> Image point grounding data

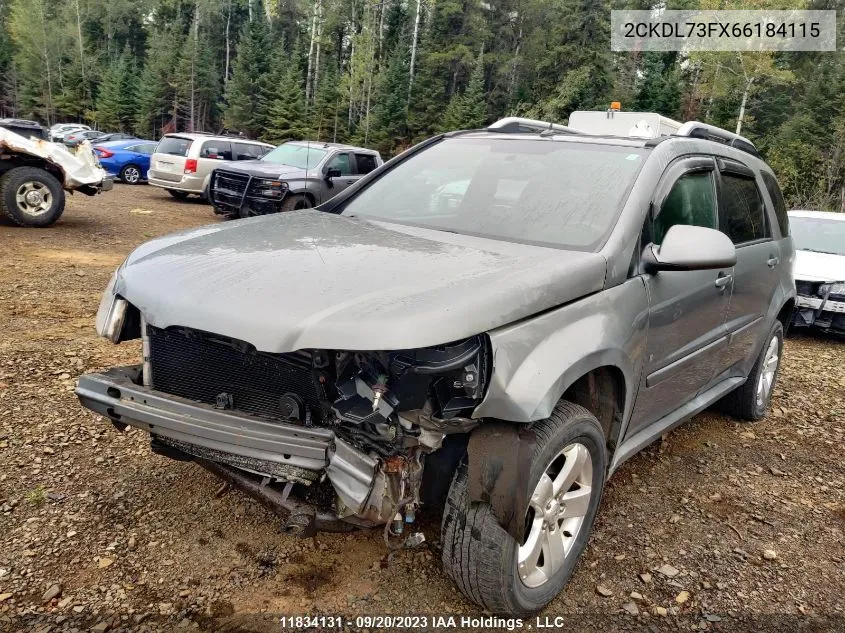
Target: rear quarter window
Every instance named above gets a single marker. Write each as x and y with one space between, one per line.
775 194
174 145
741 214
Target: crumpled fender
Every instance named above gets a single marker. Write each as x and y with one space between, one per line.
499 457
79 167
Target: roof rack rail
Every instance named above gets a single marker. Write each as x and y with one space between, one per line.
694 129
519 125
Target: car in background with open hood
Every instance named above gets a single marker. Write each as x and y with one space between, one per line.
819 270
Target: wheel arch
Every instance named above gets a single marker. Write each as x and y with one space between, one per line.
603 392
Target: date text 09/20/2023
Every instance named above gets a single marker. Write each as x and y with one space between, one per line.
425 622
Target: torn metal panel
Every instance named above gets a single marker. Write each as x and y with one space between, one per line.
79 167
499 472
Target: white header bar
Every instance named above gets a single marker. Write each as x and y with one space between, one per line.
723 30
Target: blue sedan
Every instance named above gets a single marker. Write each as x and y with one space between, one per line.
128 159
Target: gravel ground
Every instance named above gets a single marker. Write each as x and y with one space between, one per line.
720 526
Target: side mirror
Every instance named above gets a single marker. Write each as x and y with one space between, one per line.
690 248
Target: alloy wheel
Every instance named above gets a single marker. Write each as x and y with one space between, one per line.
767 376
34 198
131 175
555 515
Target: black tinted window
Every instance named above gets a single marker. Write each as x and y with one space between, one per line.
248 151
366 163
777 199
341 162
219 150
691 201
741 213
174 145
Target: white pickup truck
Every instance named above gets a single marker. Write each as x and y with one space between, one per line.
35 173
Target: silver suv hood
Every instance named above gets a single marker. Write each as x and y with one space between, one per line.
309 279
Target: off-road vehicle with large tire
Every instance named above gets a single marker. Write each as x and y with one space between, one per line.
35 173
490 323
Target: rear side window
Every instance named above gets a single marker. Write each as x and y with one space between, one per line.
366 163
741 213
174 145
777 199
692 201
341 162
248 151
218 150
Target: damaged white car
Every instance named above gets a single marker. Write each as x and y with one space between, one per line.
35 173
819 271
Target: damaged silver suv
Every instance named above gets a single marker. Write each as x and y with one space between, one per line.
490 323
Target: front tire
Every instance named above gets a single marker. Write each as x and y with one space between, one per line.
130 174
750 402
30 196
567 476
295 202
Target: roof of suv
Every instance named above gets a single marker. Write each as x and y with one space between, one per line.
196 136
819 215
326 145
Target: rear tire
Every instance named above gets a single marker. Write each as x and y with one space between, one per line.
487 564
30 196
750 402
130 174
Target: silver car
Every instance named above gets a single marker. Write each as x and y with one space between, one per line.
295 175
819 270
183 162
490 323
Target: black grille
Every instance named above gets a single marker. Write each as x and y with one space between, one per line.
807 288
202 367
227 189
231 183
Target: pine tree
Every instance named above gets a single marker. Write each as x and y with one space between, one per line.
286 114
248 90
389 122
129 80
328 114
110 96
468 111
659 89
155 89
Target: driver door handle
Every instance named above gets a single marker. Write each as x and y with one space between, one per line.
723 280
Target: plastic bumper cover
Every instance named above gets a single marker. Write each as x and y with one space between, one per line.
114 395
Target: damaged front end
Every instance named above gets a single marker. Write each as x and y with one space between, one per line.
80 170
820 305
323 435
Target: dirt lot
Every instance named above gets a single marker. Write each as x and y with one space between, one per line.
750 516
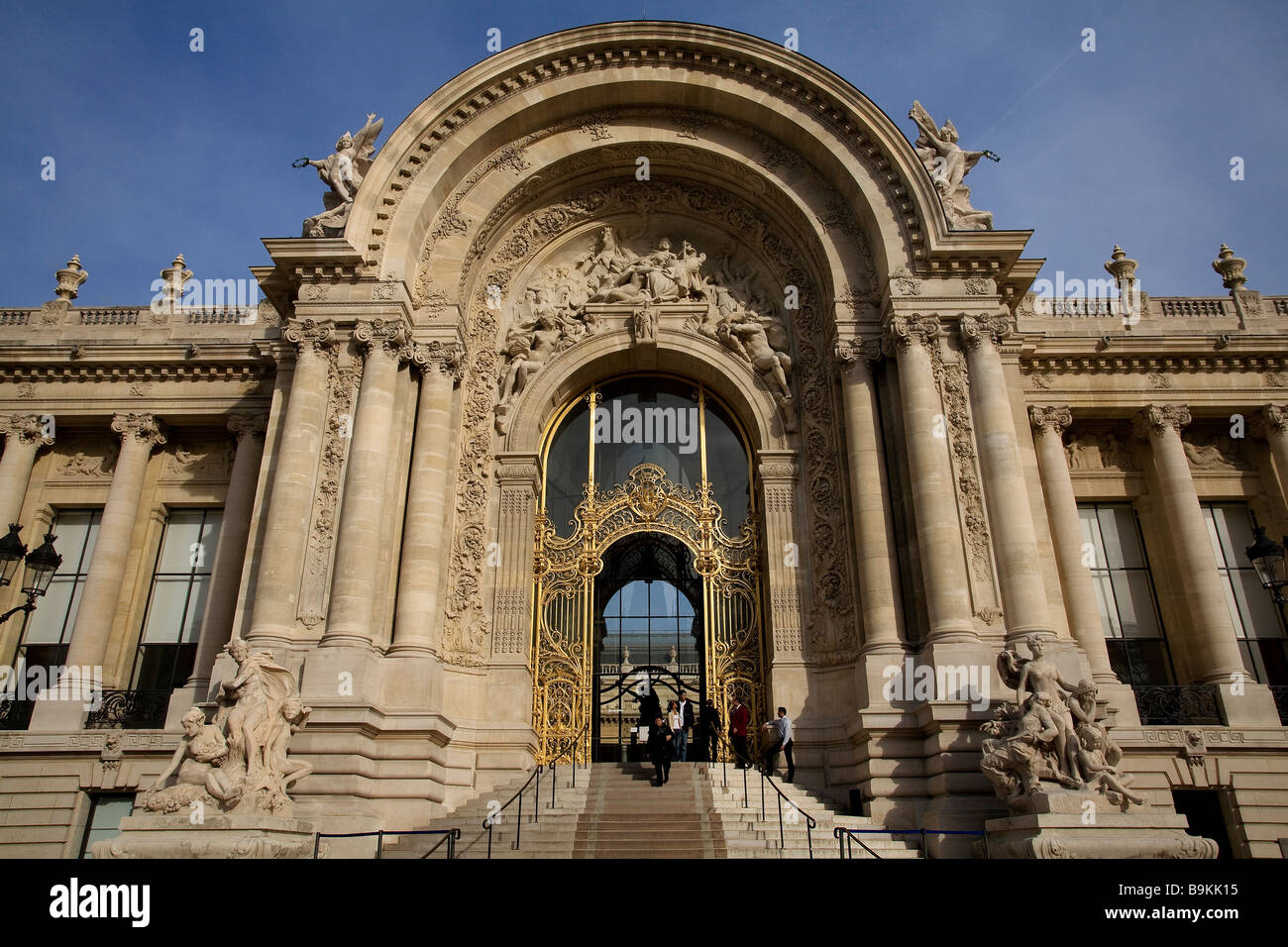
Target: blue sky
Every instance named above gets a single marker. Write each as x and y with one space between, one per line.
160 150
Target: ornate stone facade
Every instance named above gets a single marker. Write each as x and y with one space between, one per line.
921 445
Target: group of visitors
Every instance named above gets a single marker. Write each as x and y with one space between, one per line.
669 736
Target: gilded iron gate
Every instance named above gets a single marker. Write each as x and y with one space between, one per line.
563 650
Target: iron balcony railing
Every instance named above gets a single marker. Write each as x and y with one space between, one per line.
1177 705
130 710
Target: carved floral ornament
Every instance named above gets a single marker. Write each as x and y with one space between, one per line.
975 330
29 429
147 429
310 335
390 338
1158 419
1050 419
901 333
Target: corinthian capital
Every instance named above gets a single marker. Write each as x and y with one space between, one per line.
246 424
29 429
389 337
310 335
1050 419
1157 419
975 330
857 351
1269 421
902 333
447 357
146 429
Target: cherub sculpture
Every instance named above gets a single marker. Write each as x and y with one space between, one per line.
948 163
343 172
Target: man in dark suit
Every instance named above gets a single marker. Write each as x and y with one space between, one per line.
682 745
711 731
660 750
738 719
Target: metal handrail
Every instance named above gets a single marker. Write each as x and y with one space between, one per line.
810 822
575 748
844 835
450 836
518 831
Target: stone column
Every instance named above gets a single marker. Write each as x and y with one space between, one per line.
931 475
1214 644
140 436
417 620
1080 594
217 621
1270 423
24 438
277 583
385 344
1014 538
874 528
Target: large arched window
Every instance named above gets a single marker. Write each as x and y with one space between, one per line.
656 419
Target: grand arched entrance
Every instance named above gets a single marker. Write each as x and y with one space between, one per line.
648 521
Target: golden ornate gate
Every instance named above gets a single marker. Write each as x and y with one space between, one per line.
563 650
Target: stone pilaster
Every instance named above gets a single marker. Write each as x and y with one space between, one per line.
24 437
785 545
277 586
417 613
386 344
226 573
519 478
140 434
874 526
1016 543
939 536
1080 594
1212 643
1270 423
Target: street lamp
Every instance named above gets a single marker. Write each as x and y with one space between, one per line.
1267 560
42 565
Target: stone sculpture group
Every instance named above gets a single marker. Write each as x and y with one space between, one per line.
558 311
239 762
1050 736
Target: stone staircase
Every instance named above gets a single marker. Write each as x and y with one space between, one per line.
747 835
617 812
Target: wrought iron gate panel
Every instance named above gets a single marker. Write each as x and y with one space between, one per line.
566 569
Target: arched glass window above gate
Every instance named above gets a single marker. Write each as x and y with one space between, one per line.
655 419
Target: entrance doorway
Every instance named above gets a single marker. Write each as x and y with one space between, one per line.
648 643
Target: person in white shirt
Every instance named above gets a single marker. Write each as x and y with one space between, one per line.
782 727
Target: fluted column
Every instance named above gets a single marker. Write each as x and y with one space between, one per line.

> TASK REQUIREMENTS
Copy all of the entries verbatim, leaving out any pictures they contain.

> RESPONSE TO THE EXERCISE
Target: rear quarter window
Every instance named above gets a single marker. Write each as x and y with one space between, one per line.
775 194
174 145
741 214
Target: crumpled fender
Every instance named above gets a single marker. Write each as x and y with one space between, one per line.
499 457
79 167
Target: roof rack rail
Every instance named above gets a single marker. Write each as x and y with one space between, one per line.
694 129
519 125
Target: car in background with open hood
Every instance named above gets a single marker. Write each as x and y with one space between, one per line.
819 270
Target: wheel arch
Every instance named above gets a single marker. Write each as x and y with one space between, one per line.
603 392
Target: date text 09/20/2023
Every instance named above gets a single marker. Write each as x and y with one space between, one per line.
425 622
Target: torn metal panel
Every instance named above gets a single marker. Write each as x and y with one space between, one per line.
79 167
499 472
Target: white header bar
Every instance named above gets a single marker. Write each as x and y with one space between, one per line.
723 30
Target: blue sedan
Every instance named above gets a single marker. Write each as x and y with one space between, one per line.
128 159
Target: gravel ground
Every instance named above gets a single marker. Write each as x and y with one space between, one per line.
720 526
Target: side mirror
Every instance named above gets a single marker. Write each as x and y with one space between, one per line.
690 248
Target: alloy wheel
Every instance named above gets a single marker. Write each as x and y with one space between, one per line.
767 376
34 198
131 175
555 515
Target: black tinted window
Every instance named above gets a single marker. Write each as x and y with one space between, one per line.
248 151
366 163
777 199
341 162
219 150
691 201
741 213
174 145
Target: white pickup truck
Every instance named above gets a single marker. Write each as x and y with one space between, one per line.
35 173
Target: silver suv hood
Every instance named above gets a single marker. Write each as x and y with one space between, one per line.
309 279
Target: off-road vehicle with large tire
Every instance named above gets a single marker. Write each as x and y with one space between, one per line.
35 173
490 323
Target: rear side window
Every instance named above gets a single marker. Write each as x and y with one space between, one per line.
366 163
741 213
174 145
777 199
692 201
341 162
248 151
218 150
Target: damaged white car
Every instance named above gets a single marker. Write each as x and y with one space between, one per line.
35 173
819 271
Target: damaged silver suv
Every instance named above gets a single marker. Write each as x and y with one space between, one per line.
490 323
Target: front tire
Every instance named above gets a single marker. Write each as x and y with one space between, one per line.
130 174
750 402
30 196
567 476
295 202
Target: roof of suv
Every instance named above gets a single marker. Write each as x and y with one space between, one per line.
196 136
819 215
326 145
Target: rear tire
Every instance named above gets a single marker. Write each as x and y with one space between, one per line.
487 564
30 196
750 402
130 174
Target: silver car
Every instance named above gets a single marker. Write each as x and y with one space between, one per line.
295 175
819 270
183 162
490 323
Target: black grille
Every instance named above gets a single marker. Write each as x and y with one space between, one per line.
807 288
202 367
227 189
231 183
Target: pine tree
Every instance named above gets a single marker. Write each as x and y with one space between, one per line.
286 114
248 90
389 122
129 80
328 114
110 96
468 111
659 89
155 89
Target: driver door handle
Every instance named above gets a single marker. Write each as x and y with one space between, one per line.
723 280
Target: plastic bumper cover
Every instance named above gets a single marker. Write each as x and y with one space between, one per line.
114 395
Target: damaged front end
Every instance named above gets a single marker. Write each as x and y with one space between, one per line.
80 170
820 305
323 435
Target: dirt lot
Every instance named above gets a single marker. Write each as x and y with one space between, one per line.
750 516
Target: blue sky
Every instance named above gets a single marker. Write each as x and y with one space between, one per line.
160 150
Target: ornate stone facade
Every instance named above gets a single marker. Write each as x and y with one space between, one per line.
921 445
Target: group of visitors
Every instance named above gets a single marker. Write each as x and y with one space between, one per line.
669 736
Target: gilded iron gate
Every instance named above gets a single marker. Write each as x and y with one space between, one per line.
563 650
Target: iron balcony railing
Every instance named above gets a single marker. Write each as x and y with one space between, one per line.
1177 705
130 710
Target: carved floral ornament
Every instance named above gets a single marker. Write each as x and y with one space between, one per line.
975 330
29 429
147 429
310 335
390 338
1158 419
1050 419
901 333
Target: corinthian capital
Every instance named above gets a single marker. Write each as x and y with one space between, one per line.
246 424
29 429
389 337
310 335
1050 419
1157 419
975 330
857 351
1269 421
902 333
447 357
146 429
Target: cherub sculpture
Every instance named above gets a single marker. Write each as x and y with one space between, one per line.
948 163
343 172
Target: man in dark suit
Every instance named above gets a single marker. Write each as x and y with one space between, one per line.
682 745
711 731
660 750
738 719
Target: metal handrail
Every instance named above gets a single marker. Write each as x and y with one space between, one per line.
810 822
575 748
844 835
450 836
518 831
Target: stone column
Every instance named above gets a single marker. Write each as x and y with one space between, one per line.
931 475
1214 644
140 436
417 620
1080 594
217 621
1270 423
24 438
277 583
385 344
1014 538
874 528
Target: large arched window
Every instance named above gets a single marker. Write each as x and y with one space between, one per line.
656 419
Target: grand arched entrance
Every instance named above gets a single marker. Write each as x and y with one space between, one per line.
648 521
Target: golden ornate gate
Every instance named above gets a single marker. Write each as x and y with one space between, one per line.
563 650
Target: stone pilaster
Every instance named above gets a single marker. Write each as x and y with one space between, one per line.
24 437
785 545
277 586
417 613
386 344
226 573
519 478
140 434
874 526
1016 543
939 536
1080 594
1212 643
1270 423
Target: street lamp
Every instance named above gets a single marker. Write each as x and y with one space between, one per line.
1267 560
42 565
Target: stone sculpture group
Every instance named above gets a single marker. Write each as x and y with one space between, one per line.
558 311
239 762
1050 736
Target: stone staircase
Every instance named above gets a single marker. Write each as x and y with one space between, one per line.
747 835
617 812
Target: wrought iron gate panel
Every instance named above gets a single marker. Write each as x and y with one space between, one per line.
566 569
Target: arched glass window above gate
Every instance named above gets a single marker. Write each as x and y with one space between, one per line.
655 419
Target: entrance doorway
Every instance named above gets a single marker. Write each as x and y with one space between, one per line.
648 643
Target: person in white shirt
Every instance named above gets a single marker. Write each as x and y with one space between, one per line.
782 727
Target: fluted column
Every instance named above gets a single marker. Write each as x and y with one space between, one per line.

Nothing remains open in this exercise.